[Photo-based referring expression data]
+++
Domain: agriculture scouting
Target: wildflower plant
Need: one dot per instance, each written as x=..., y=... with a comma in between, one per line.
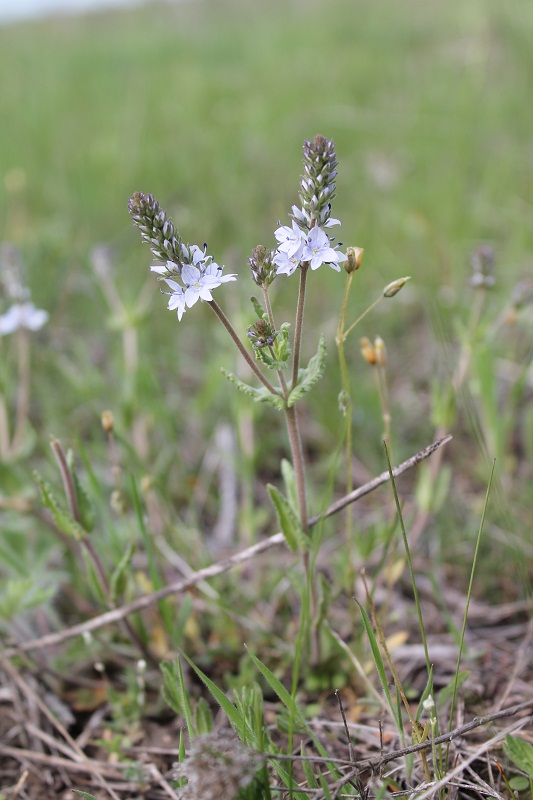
x=272, y=350
x=19, y=319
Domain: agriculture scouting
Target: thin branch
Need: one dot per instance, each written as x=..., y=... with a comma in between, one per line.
x=218, y=567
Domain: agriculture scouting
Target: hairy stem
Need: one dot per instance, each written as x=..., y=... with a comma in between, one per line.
x=299, y=323
x=243, y=351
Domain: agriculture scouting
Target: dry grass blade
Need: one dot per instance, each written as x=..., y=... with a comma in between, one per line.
x=219, y=567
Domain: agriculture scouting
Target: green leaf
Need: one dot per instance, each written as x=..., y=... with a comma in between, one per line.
x=93, y=579
x=175, y=692
x=85, y=504
x=239, y=722
x=261, y=395
x=425, y=694
x=203, y=718
x=258, y=308
x=378, y=661
x=62, y=518
x=119, y=577
x=520, y=752
x=20, y=594
x=447, y=692
x=311, y=374
x=289, y=522
x=292, y=707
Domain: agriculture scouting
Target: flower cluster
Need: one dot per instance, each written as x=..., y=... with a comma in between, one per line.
x=296, y=246
x=307, y=241
x=198, y=273
x=317, y=185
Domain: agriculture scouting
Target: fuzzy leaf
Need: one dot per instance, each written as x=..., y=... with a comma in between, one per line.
x=289, y=522
x=521, y=752
x=258, y=308
x=261, y=395
x=311, y=374
x=85, y=504
x=378, y=661
x=62, y=518
x=239, y=722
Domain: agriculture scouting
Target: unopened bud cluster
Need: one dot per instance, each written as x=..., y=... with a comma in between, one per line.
x=317, y=186
x=261, y=334
x=155, y=227
x=393, y=288
x=263, y=269
x=374, y=353
x=354, y=259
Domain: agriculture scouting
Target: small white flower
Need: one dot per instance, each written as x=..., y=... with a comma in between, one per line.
x=318, y=251
x=22, y=315
x=285, y=263
x=177, y=298
x=198, y=278
x=290, y=239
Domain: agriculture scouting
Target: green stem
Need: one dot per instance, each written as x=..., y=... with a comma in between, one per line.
x=347, y=399
x=23, y=389
x=281, y=376
x=245, y=354
x=299, y=323
x=298, y=462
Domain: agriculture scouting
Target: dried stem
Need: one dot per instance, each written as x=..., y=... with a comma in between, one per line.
x=219, y=567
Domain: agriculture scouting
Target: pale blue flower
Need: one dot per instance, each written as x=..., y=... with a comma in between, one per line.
x=177, y=298
x=318, y=250
x=285, y=263
x=22, y=315
x=290, y=239
x=198, y=278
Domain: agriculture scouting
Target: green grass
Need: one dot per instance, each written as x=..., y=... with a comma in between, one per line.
x=206, y=105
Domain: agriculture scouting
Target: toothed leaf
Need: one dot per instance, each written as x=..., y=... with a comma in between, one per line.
x=261, y=395
x=310, y=375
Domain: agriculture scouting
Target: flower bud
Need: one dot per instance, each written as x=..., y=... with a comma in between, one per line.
x=368, y=351
x=354, y=258
x=263, y=270
x=380, y=352
x=261, y=334
x=393, y=288
x=108, y=422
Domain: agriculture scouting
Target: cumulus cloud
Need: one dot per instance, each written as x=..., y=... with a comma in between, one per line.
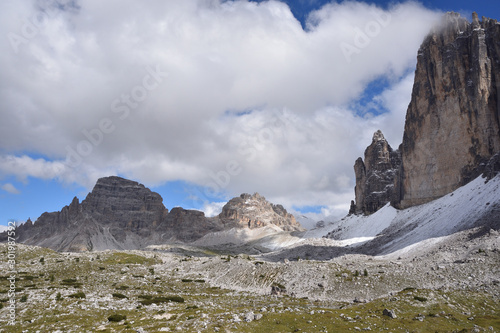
x=200, y=89
x=10, y=188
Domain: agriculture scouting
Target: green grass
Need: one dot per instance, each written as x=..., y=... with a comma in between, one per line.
x=50, y=308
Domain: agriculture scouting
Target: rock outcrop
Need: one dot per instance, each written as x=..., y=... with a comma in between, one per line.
x=375, y=176
x=123, y=214
x=254, y=211
x=452, y=124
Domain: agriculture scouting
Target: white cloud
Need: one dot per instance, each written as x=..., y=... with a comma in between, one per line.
x=10, y=188
x=62, y=88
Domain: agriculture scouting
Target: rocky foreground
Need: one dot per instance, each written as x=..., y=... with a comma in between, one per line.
x=451, y=286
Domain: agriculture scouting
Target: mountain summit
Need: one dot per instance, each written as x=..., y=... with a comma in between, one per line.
x=123, y=214
x=452, y=128
x=452, y=124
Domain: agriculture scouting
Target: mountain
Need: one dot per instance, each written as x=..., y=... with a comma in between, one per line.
x=123, y=214
x=254, y=211
x=452, y=126
x=375, y=176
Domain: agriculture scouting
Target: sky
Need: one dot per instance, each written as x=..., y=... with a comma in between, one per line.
x=202, y=100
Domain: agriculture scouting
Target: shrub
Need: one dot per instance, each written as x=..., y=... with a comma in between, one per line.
x=122, y=288
x=145, y=296
x=162, y=299
x=421, y=299
x=77, y=295
x=117, y=317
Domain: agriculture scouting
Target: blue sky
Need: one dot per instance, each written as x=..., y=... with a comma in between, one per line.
x=216, y=87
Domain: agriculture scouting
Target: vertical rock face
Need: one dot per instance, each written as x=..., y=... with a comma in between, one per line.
x=254, y=211
x=452, y=124
x=375, y=176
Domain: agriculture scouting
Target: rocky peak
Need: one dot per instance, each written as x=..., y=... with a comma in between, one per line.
x=375, y=176
x=452, y=123
x=114, y=194
x=254, y=211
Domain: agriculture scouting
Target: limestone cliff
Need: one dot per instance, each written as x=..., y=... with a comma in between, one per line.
x=123, y=214
x=375, y=176
x=452, y=123
x=254, y=211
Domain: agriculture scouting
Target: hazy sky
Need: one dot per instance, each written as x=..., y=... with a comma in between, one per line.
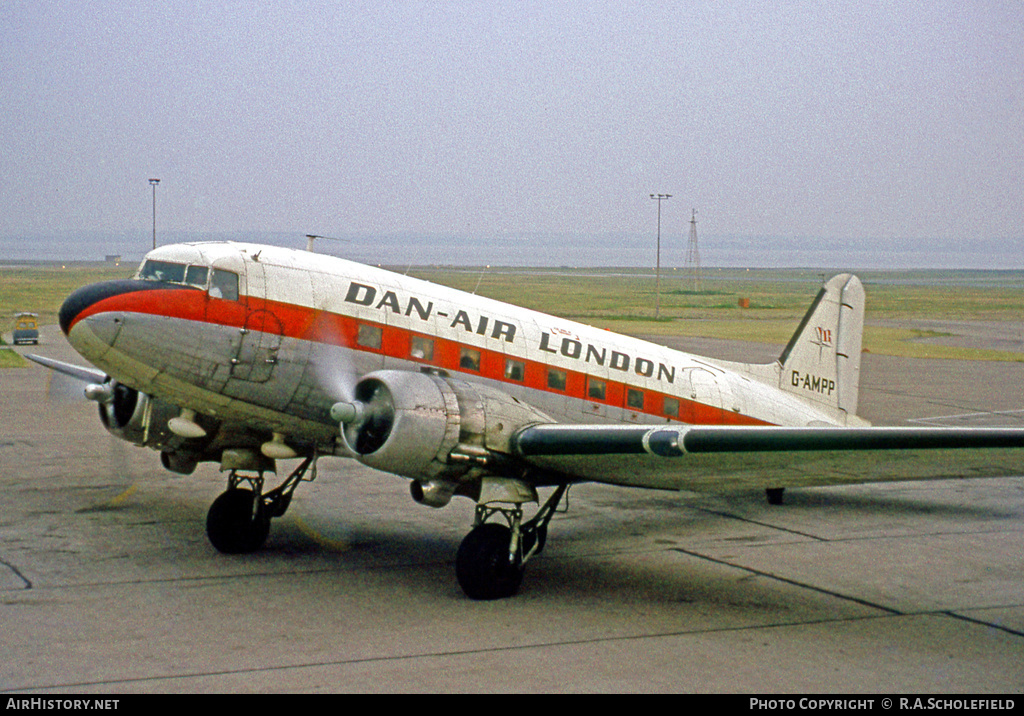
x=899, y=121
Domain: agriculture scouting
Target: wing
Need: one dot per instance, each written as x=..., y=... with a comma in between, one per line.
x=89, y=375
x=741, y=458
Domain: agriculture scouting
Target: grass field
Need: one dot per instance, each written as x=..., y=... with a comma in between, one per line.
x=623, y=299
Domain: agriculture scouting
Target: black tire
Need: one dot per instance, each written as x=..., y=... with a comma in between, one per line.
x=482, y=564
x=235, y=524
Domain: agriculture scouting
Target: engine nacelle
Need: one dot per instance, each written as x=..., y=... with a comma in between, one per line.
x=431, y=427
x=134, y=416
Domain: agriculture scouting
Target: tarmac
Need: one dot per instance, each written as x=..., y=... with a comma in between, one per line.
x=109, y=585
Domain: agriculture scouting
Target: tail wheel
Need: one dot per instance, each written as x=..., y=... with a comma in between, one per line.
x=237, y=522
x=483, y=566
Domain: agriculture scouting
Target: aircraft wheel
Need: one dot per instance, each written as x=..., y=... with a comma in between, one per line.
x=236, y=524
x=482, y=564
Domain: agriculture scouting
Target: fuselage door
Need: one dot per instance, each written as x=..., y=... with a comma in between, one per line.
x=261, y=332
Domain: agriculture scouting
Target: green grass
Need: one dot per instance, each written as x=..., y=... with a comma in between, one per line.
x=42, y=289
x=9, y=359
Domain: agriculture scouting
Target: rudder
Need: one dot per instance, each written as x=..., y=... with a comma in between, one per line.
x=821, y=363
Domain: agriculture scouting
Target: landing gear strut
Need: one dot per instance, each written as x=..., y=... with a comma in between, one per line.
x=491, y=559
x=239, y=520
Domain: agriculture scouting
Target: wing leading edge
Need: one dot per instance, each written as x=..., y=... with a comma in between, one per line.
x=738, y=458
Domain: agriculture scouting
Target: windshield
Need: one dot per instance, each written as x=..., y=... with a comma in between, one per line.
x=169, y=271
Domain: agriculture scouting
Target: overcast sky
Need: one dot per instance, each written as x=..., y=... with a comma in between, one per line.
x=899, y=121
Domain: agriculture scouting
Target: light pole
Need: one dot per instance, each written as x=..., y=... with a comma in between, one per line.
+++
[Exercise description] Hand back the data exactly as it appears, with all pictures cut.

[Answer box]
Domain: agriculture scouting
Target: wildflower plant
Need: one dot per instance, each written as x=..., y=... with a comma in between, one per line.
x=272, y=350
x=19, y=319
Domain: agriculture scouting
Target: thin branch
Need: one dot per instance, each written as x=..., y=... with a comma in between, one per line.
x=218, y=567
Domain: agriculture scouting
Target: hairy stem
Need: one dot per instance, each written as x=..., y=... with a comma in between, one per line.
x=299, y=323
x=243, y=351
Domain: agriculture scouting
Target: dry grass blade
Need: one dot per instance, each written as x=..., y=... with a comma in between, one per line.
x=219, y=567
Domain: agriculture scouting
Target: green leaf
Need: one dot per instance, each written as x=..., y=... with a comma in between, one per line.
x=93, y=579
x=175, y=692
x=85, y=504
x=239, y=722
x=261, y=395
x=425, y=694
x=203, y=718
x=258, y=308
x=378, y=661
x=62, y=518
x=119, y=577
x=520, y=752
x=20, y=594
x=447, y=692
x=311, y=374
x=289, y=522
x=292, y=707
Domain: agriculture scouting
Target: flower cluster
Need: one dot per instance, each written as x=..., y=... with a comma in between, one per line.
x=296, y=246
x=307, y=241
x=198, y=273
x=317, y=185
Domain: agriculture scouting
Target: fuzzy leaf
Need: one dot per instance, each written as x=..., y=... with a comma in between, one per line.
x=289, y=522
x=521, y=752
x=258, y=308
x=261, y=395
x=311, y=374
x=85, y=504
x=378, y=661
x=62, y=518
x=239, y=722
Domain: agriculture scouting
Target: unopened bud cluster
Need: one dot per instance, each written as x=..., y=... with a comma in between, one per line.
x=317, y=186
x=261, y=334
x=155, y=227
x=393, y=288
x=263, y=269
x=374, y=353
x=354, y=259
Domain: agriculture scouting
Target: small white flower
Need: one dot per instance, each written as x=..., y=... with a comma in between, one per line.
x=318, y=251
x=22, y=315
x=285, y=263
x=177, y=298
x=198, y=278
x=290, y=239
Domain: agriculture scouting
Target: green stem
Need: one dot per instance, each written as x=..., y=... with a comma in between, one per line.
x=347, y=399
x=23, y=389
x=281, y=376
x=245, y=354
x=299, y=323
x=298, y=462
Domain: agriculture scouting
Target: dried stem
Need: one dot per instance, each written as x=..., y=... with a comma in between, one per line.
x=219, y=567
Domain: agriculture scouting
Target: pale blue flower
Need: one dot per instance, each written as x=..., y=... with a comma in between, one per line.
x=177, y=298
x=318, y=250
x=285, y=263
x=22, y=315
x=290, y=239
x=198, y=278
Domain: agriculture scouting
Target: green grass
Need: one dot per instance, each written as x=..., y=... with a comma in between, one per line.
x=206, y=105
Domain: agriculture scouting
Target: toothed leaf
Need: one dot per instance, each written as x=..., y=... with a comma in between, one per line.
x=261, y=395
x=310, y=375
Domain: agriculture scouting
Target: flower bud
Need: one dot per instance, each written as x=..., y=... with a comma in between, one per line.
x=368, y=351
x=354, y=258
x=263, y=270
x=380, y=352
x=261, y=334
x=393, y=288
x=108, y=422
Domain: agriculture scouting
Target: cumulus cloud
Need: one dot per instance, each written as x=..., y=... with a comma in between, one per line.
x=200, y=89
x=10, y=188
Domain: agriculture scouting
Target: green grass
Need: one dot per instance, each written as x=..., y=... with a comma in between, one per line.
x=50, y=308
Domain: agriculture scouting
Target: rock outcrop
Need: one dot per instance, each written as x=..., y=... with a comma in between, one per line.
x=375, y=176
x=123, y=214
x=254, y=211
x=452, y=124
Domain: agriculture scouting
Target: white cloud
Need: one dot per instance, each written as x=..., y=... with a comma in between, one per line.
x=10, y=188
x=62, y=88
Domain: agriculture scouting
Target: rocky foreground
Need: one dot per instance, each written as x=..., y=... with a comma in between, one per line.
x=451, y=286
Domain: agriculture scouting
Target: mountain summit
Need: one dot per instance, each written as x=..., y=... with a comma in between, one per line.
x=123, y=214
x=452, y=128
x=452, y=124
Domain: agriculture scouting
Target: mountain
Need: one dot per instance, each written as x=..., y=... with a comma in between, one per line.
x=123, y=214
x=254, y=211
x=452, y=126
x=375, y=176
Domain: agriculture scouting
Target: sky
Need: one dot per instance, each written as x=..., y=... with a comma in between, one per line.
x=202, y=100
Domain: agriculture scouting
Target: shrub
Need: one dot per instance, each written as x=..., y=... with a comma in between, one per line.
x=122, y=288
x=145, y=296
x=162, y=299
x=421, y=299
x=77, y=295
x=117, y=317
Domain: agriculture scouting
Target: blue sky
Need: one dot per instance, each written as x=..., y=... with a comma in between, one per line.
x=216, y=87
Domain: agriculture scouting
Target: vertical rock face
Need: one dot per instance, each written as x=..., y=... with a comma in between, one per line.
x=254, y=211
x=452, y=124
x=375, y=176
Domain: agriculture scouting
Target: rocky peak
Need: one dot per instance, each written as x=..., y=... with a comma in between, one per line.
x=375, y=176
x=452, y=123
x=114, y=194
x=254, y=211
Domain: agriculture scouting
Target: limestone cliff
Need: one dot per instance, each written as x=..., y=... with a comma in between, one per line.
x=123, y=214
x=375, y=176
x=452, y=123
x=254, y=211
Domain: agriculture scouting
Target: hazy sky
Need: one dot per instance, each written as x=..., y=... with a comma in between, one per line.
x=899, y=121
Domain: agriculture scouting
Target: wing
Need: one dot per instance, each written as x=..., y=... with a comma in between, one per line.
x=89, y=375
x=741, y=458
Domain: agriculture scouting
Target: grass field
Need: one dot per instance, each written as x=..., y=... with a comma in between, one per line.
x=623, y=299
Domain: agriculture scouting
Target: black tire
Need: one dot per instance, each written as x=..., y=... with a comma in between, one per line.
x=482, y=564
x=235, y=524
Domain: agriculture scouting
Target: engine nacelle
Need: one dot per instance, each written as x=..., y=... with a comma in between, one per line.
x=431, y=427
x=134, y=416
Domain: agriculture scouting
Target: tarmac
Need: one dot per instance, each written as x=..., y=... with a comma in between, one per line.
x=109, y=585
Domain: agriculture scouting
Target: tail wheel
Need: one dot per instance, each written as x=..., y=... with a comma in between, one per line.
x=237, y=522
x=483, y=566
Domain: agriculture scouting
Target: aircraft wheel
Need: one dot per instance, each written as x=..., y=... with a comma in between, one per line.
x=236, y=524
x=482, y=564
Domain: agriculture scouting
Target: fuselage door
Need: one dot per instance, each written as x=..., y=... with a comma in between, one per line.
x=261, y=332
Domain: agriculture scouting
Target: green grass
Need: one dot per instance, each written as x=..., y=... with a comma in between, one per line.
x=42, y=289
x=9, y=359
Domain: agriculture scouting
Target: rudder
Need: one dot per instance, each written as x=..., y=... with a comma in between, one per line.
x=821, y=363
Domain: agriculture scouting
Target: landing gear strut
Need: one dot per instance, each written as x=..., y=... with a comma in between, one per line.
x=491, y=559
x=239, y=520
Domain: agriculture scouting
Target: wing leading edge
Need: one dot per instance, each written as x=..., y=... with a comma in between, one per line.
x=738, y=458
Domain: agriculture scouting
Target: windshield
Need: one dot per instance, each written as x=..., y=... with a comma in between, one per line.
x=169, y=271
Domain: agriculture scouting
Target: overcast sky
Need: one dot per instance, each written as x=..., y=... with a comma in between, one per line.
x=899, y=121
Domain: agriculture scouting
Target: light pole
Need: one dot per instance, each written as x=..., y=... with a comma in between, one per line.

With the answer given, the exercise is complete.